**Exercise requirements:**
A – In the blog post about soft serve, reproduce the part that starts with the words "First Soft Serve" and ends with "a year ago.", swapping "conversation" for "chat".
B – Extend the blog post about the soft serve outing past its last sentence.

**Excerpt:**
■ ■ ■ ■

First Soft Serve @ MilkCow & Girltalk

I know i am kinda late with food fads but, i always feel that going to try when there is less people feels less stressful compared to when it's newly launched lol.

Despite it being a short session of mostly me ranting, sorry Reiko your poor ears must have bleed at the end of it haha but thanks for listening!
You know how funny it is for friends we barely meet or catch up (since i moved away from KL) but can always hold back a conversation like none of us has left our previous one whether it's weeks ago or even a year ago.
Do appreciate small things like that, i know my circle of friends is blardy small but it's better to keep it that way then to mix around with all the fakes and cause more emotional stress when my whole life is already stressful enough.

Milk & Honey

Before we get into the deep stuff, just want to share about this amazing organic soft serve introduced by Reiko :D
Since she had time to spare while waiting for her date, we decided to pick a place that we can chill for abit and boy..leaving girls to decide a place is somewhat difficult lol.

■ ■ ■ ■

**Source information:**

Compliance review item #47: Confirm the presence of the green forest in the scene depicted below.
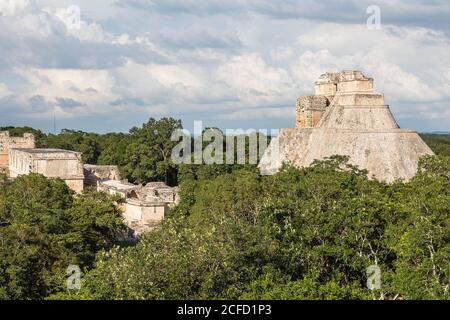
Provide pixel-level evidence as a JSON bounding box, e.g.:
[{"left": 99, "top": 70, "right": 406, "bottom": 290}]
[{"left": 0, "top": 118, "right": 450, "bottom": 300}]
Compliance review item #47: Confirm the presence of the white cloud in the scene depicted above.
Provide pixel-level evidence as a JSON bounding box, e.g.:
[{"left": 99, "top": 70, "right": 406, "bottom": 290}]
[
  {"left": 0, "top": 82, "right": 12, "bottom": 99},
  {"left": 0, "top": 0, "right": 450, "bottom": 130},
  {"left": 0, "top": 0, "right": 31, "bottom": 16},
  {"left": 217, "top": 53, "right": 296, "bottom": 105}
]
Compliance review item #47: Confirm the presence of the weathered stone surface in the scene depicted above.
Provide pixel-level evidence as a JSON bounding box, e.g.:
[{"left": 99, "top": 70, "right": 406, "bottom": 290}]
[
  {"left": 0, "top": 131, "right": 35, "bottom": 171},
  {"left": 83, "top": 164, "right": 122, "bottom": 187},
  {"left": 9, "top": 148, "right": 84, "bottom": 193},
  {"left": 259, "top": 71, "right": 433, "bottom": 182}
]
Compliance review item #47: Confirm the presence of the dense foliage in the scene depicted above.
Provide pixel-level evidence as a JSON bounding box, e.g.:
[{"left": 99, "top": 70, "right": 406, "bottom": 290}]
[
  {"left": 63, "top": 157, "right": 450, "bottom": 299},
  {"left": 0, "top": 174, "right": 125, "bottom": 299}
]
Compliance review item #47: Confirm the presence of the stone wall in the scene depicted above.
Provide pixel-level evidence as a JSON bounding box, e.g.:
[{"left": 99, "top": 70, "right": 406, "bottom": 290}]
[
  {"left": 9, "top": 148, "right": 84, "bottom": 193},
  {"left": 258, "top": 71, "right": 433, "bottom": 182},
  {"left": 0, "top": 131, "right": 35, "bottom": 171},
  {"left": 296, "top": 96, "right": 328, "bottom": 128},
  {"left": 84, "top": 164, "right": 122, "bottom": 187}
]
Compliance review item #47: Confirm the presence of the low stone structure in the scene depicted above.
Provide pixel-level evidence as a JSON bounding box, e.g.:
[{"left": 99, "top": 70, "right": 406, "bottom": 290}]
[
  {"left": 97, "top": 180, "right": 178, "bottom": 238},
  {"left": 0, "top": 132, "right": 178, "bottom": 238},
  {"left": 259, "top": 71, "right": 433, "bottom": 182},
  {"left": 0, "top": 131, "right": 35, "bottom": 172},
  {"left": 83, "top": 164, "right": 122, "bottom": 187},
  {"left": 9, "top": 148, "right": 84, "bottom": 193}
]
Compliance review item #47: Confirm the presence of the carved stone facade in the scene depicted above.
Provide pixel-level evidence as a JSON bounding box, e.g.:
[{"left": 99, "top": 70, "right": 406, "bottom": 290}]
[
  {"left": 9, "top": 148, "right": 84, "bottom": 193},
  {"left": 0, "top": 132, "right": 178, "bottom": 239},
  {"left": 259, "top": 71, "right": 433, "bottom": 182},
  {"left": 0, "top": 131, "right": 35, "bottom": 172}
]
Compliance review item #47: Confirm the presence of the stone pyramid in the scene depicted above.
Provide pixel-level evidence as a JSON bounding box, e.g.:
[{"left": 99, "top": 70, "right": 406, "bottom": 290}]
[{"left": 259, "top": 71, "right": 433, "bottom": 182}]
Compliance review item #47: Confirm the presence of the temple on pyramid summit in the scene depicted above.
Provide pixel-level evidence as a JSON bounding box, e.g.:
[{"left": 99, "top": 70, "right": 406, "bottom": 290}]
[{"left": 259, "top": 71, "right": 433, "bottom": 182}]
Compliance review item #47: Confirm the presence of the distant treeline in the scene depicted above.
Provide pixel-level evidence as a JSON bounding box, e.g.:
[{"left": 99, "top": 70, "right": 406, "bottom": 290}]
[
  {"left": 420, "top": 133, "right": 450, "bottom": 156},
  {"left": 0, "top": 119, "right": 450, "bottom": 300},
  {"left": 0, "top": 118, "right": 268, "bottom": 186}
]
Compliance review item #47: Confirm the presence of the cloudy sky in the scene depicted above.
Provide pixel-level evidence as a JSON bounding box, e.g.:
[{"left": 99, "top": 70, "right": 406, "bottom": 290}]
[{"left": 0, "top": 0, "right": 450, "bottom": 132}]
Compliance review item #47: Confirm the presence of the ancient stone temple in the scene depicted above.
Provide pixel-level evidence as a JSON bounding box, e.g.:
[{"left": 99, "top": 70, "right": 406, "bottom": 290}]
[
  {"left": 259, "top": 71, "right": 433, "bottom": 182},
  {"left": 0, "top": 131, "right": 35, "bottom": 173},
  {"left": 9, "top": 148, "right": 84, "bottom": 193}
]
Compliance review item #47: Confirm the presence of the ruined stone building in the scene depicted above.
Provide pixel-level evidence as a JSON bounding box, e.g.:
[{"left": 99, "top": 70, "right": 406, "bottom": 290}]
[
  {"left": 9, "top": 148, "right": 84, "bottom": 193},
  {"left": 0, "top": 131, "right": 35, "bottom": 173},
  {"left": 259, "top": 71, "right": 433, "bottom": 182},
  {"left": 85, "top": 165, "right": 178, "bottom": 237},
  {"left": 0, "top": 132, "right": 178, "bottom": 238}
]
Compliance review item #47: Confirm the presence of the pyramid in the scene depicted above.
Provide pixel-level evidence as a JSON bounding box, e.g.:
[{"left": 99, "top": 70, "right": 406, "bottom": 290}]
[{"left": 259, "top": 71, "right": 433, "bottom": 182}]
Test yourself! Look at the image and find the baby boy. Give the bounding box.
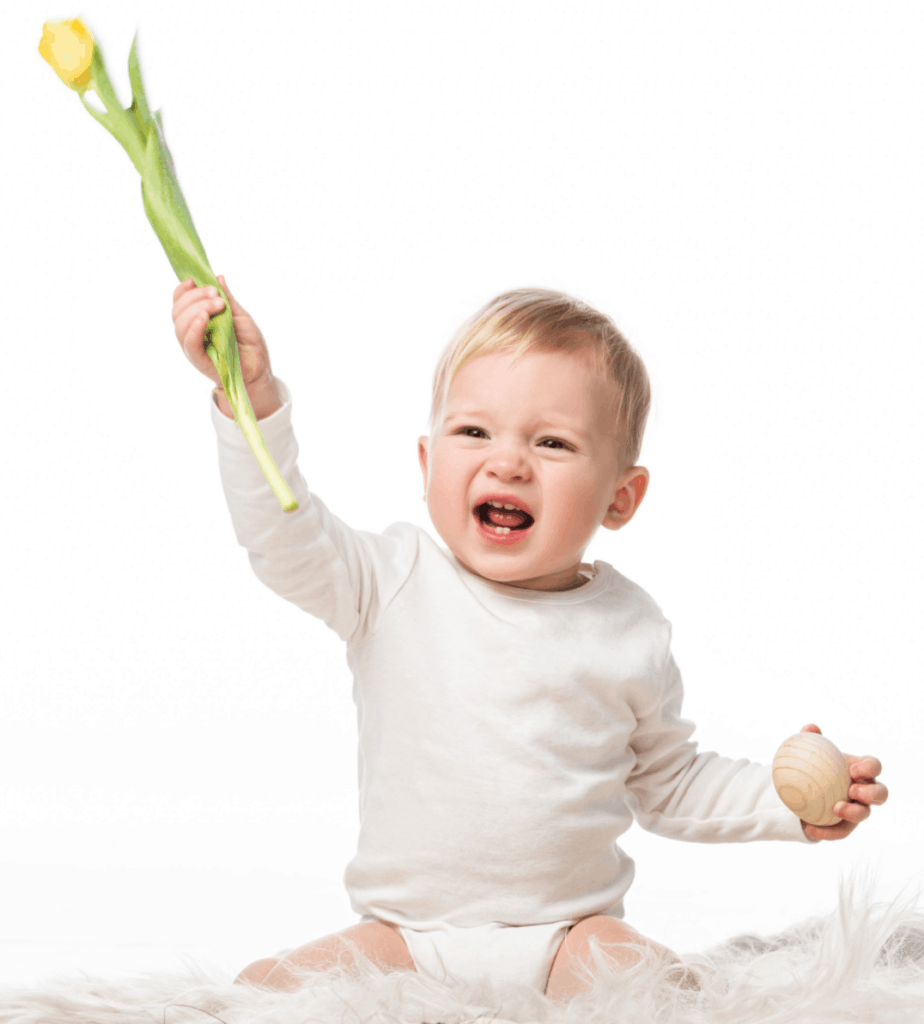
[173,278,887,998]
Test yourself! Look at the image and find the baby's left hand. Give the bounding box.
[801,725,889,840]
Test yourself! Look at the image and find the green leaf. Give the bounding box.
[141,122,217,287]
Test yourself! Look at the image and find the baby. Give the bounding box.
[173,278,887,998]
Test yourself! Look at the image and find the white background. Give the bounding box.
[0,0,924,982]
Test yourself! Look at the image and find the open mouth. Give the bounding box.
[474,502,536,537]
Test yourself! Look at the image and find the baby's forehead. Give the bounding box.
[440,346,622,433]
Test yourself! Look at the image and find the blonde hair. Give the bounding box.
[430,288,652,467]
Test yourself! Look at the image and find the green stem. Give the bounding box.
[206,342,298,512]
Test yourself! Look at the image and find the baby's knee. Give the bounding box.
[235,956,280,985]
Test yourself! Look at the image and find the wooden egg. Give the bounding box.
[773,732,851,825]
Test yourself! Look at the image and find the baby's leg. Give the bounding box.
[545,914,698,999]
[235,921,416,992]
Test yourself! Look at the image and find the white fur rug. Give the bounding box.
[0,885,924,1024]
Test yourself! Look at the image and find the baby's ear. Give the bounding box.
[417,434,430,490]
[603,466,649,529]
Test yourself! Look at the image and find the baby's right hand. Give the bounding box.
[173,274,272,393]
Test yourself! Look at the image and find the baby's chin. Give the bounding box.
[453,552,585,590]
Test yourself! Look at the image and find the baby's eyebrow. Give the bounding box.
[444,409,589,441]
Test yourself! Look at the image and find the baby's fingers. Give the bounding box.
[831,800,873,825]
[847,782,889,807]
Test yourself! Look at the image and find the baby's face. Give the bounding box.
[419,349,648,590]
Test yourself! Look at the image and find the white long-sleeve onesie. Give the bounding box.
[212,379,810,928]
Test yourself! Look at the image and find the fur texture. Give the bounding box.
[0,884,924,1024]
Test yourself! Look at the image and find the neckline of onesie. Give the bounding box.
[446,550,608,604]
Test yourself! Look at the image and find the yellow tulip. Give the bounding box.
[39,17,93,92]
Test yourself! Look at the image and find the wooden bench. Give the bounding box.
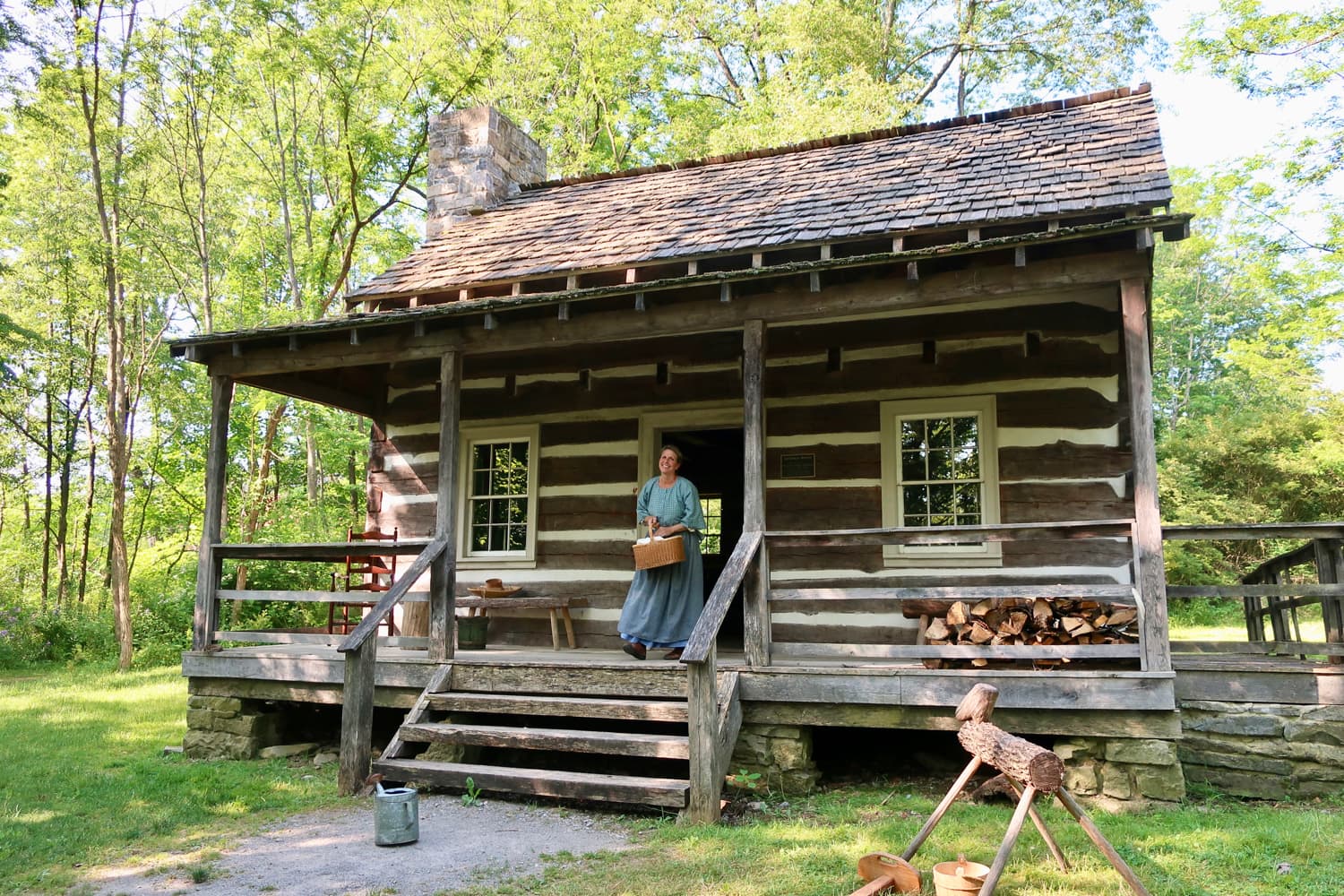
[456,598,574,650]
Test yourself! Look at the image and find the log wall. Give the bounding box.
[370,288,1133,646]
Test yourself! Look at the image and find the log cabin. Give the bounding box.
[172,86,1344,820]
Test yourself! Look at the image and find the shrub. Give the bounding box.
[0,605,117,668]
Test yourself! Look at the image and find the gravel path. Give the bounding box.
[75,794,631,896]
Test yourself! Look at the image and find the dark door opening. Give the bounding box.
[660,427,744,643]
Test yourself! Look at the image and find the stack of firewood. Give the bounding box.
[903,598,1139,669]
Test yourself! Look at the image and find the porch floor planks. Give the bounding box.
[183,645,1344,712]
[374,759,691,809]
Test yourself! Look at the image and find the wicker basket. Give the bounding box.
[634,528,685,571]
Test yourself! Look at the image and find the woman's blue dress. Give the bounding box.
[617,476,704,648]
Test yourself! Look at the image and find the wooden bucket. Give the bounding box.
[933,856,989,896]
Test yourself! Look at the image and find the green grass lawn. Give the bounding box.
[0,668,338,893]
[0,669,1344,896]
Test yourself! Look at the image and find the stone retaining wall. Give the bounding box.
[182,694,284,759]
[1054,737,1185,802]
[728,721,822,794]
[1180,700,1344,799]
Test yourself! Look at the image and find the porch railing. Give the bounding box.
[195,540,432,650]
[766,520,1166,669]
[1163,522,1344,664]
[336,538,449,794]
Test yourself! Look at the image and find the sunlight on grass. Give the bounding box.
[0,668,338,893]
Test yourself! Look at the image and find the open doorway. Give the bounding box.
[656,426,744,642]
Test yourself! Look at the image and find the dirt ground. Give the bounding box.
[74,794,631,896]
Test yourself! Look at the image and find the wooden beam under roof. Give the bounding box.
[196,253,1148,377]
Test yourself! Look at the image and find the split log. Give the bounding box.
[957,720,1064,794]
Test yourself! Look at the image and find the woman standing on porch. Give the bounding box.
[618,444,704,659]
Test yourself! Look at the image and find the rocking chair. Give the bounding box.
[327,528,398,637]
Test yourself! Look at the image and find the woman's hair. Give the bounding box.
[659,444,685,463]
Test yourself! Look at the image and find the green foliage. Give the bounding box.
[725,769,761,790]
[0,603,117,669]
[462,778,481,806]
[0,663,340,893]
[1180,0,1344,194]
[1153,159,1344,584]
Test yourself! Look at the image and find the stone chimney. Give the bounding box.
[425,106,546,239]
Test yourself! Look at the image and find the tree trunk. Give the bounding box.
[74,0,137,670]
[40,378,56,613]
[80,417,99,603]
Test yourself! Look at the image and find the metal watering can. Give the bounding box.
[374,785,419,847]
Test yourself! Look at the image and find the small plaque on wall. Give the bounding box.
[780,454,817,479]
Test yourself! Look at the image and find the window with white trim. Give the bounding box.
[459,426,538,565]
[882,395,1002,565]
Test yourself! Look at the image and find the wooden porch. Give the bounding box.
[183,520,1344,820]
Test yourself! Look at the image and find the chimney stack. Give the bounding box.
[425,106,546,239]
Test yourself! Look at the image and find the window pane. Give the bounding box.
[925,450,952,482]
[957,485,980,517]
[925,418,953,449]
[900,452,929,482]
[900,485,929,515]
[508,525,527,551]
[956,449,980,479]
[953,417,980,450]
[900,420,924,450]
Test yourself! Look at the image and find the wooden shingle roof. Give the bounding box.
[349,84,1172,304]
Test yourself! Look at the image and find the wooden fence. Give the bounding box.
[1163,522,1344,664]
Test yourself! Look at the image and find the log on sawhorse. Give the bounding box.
[900,684,1150,896]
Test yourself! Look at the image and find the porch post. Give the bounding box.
[336,629,378,797]
[1312,538,1344,664]
[1120,278,1172,672]
[685,642,723,825]
[742,320,771,667]
[429,350,462,662]
[191,376,234,650]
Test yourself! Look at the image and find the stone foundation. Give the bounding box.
[1180,700,1344,799]
[182,694,282,759]
[1054,737,1185,802]
[728,723,822,794]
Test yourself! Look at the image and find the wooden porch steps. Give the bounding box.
[401,721,691,759]
[376,759,691,809]
[374,661,691,810]
[429,694,687,723]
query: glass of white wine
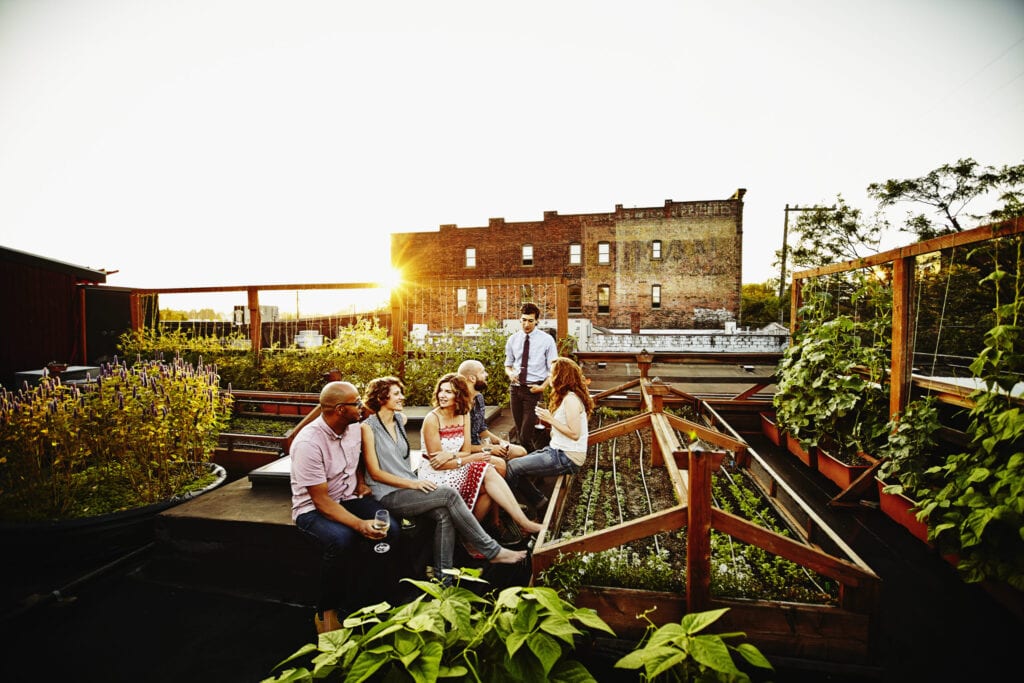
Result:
[374,510,391,531]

■ ■ ■ ■

**Exercise responses:**
A –
First Soft Serve @ MilkCow & Girltalk

I know i am kinda late with food fads but, i always feel that going to try when there is less people feels less stressful compared to when it's newly launched lol.

Despite it being a short session of mostly me ranting, sorry Reiko your poor ears must have bleed at the end of it haha but thanks for listening!
You know how funny it is for friends we barely meet or catch up (since i moved away from KL) but can always hold back a chat like none of us has left our previous one whether it's weeks ago or even a year ago.

B –
Think the only reason we agreed to be here is because they were having a "happy hour" promotion on certain flavors, selling only at RM8 while their usual menu costs RM11 onwards.
Kinda pricey for just a cup of soft serve ice cream if you ask me but for the experience sake, can close one eye la lol.

Think their happy hour is like 3-5pm or something, you guys gotta check on their facebook because my memory isn't too good lel, old already.
One thing that does turn me off about this place as the word "organic", when a brand markets themselves as "organic" it basically gives them a reason to jack up the pricing. But at least the ice cream tastes good, if not i'll be flipping all their tables for the unworthy purchase.
Food these days ain't cheap and it's not like we are earning enough to cover our monthly expenses, but once in a while to have a treat like this is alright i guess since the weather is being a pain in the ass and heard it's gonna be this hot till June, wtf.

So thank you Reiko for treating me to my very first soft serve ice cream at Milkcow!
Really grateful for it :) 
Highly recommend the Milk & Honey flavor since it's the least calories on the menu, simple yet satisfying for honey lovers.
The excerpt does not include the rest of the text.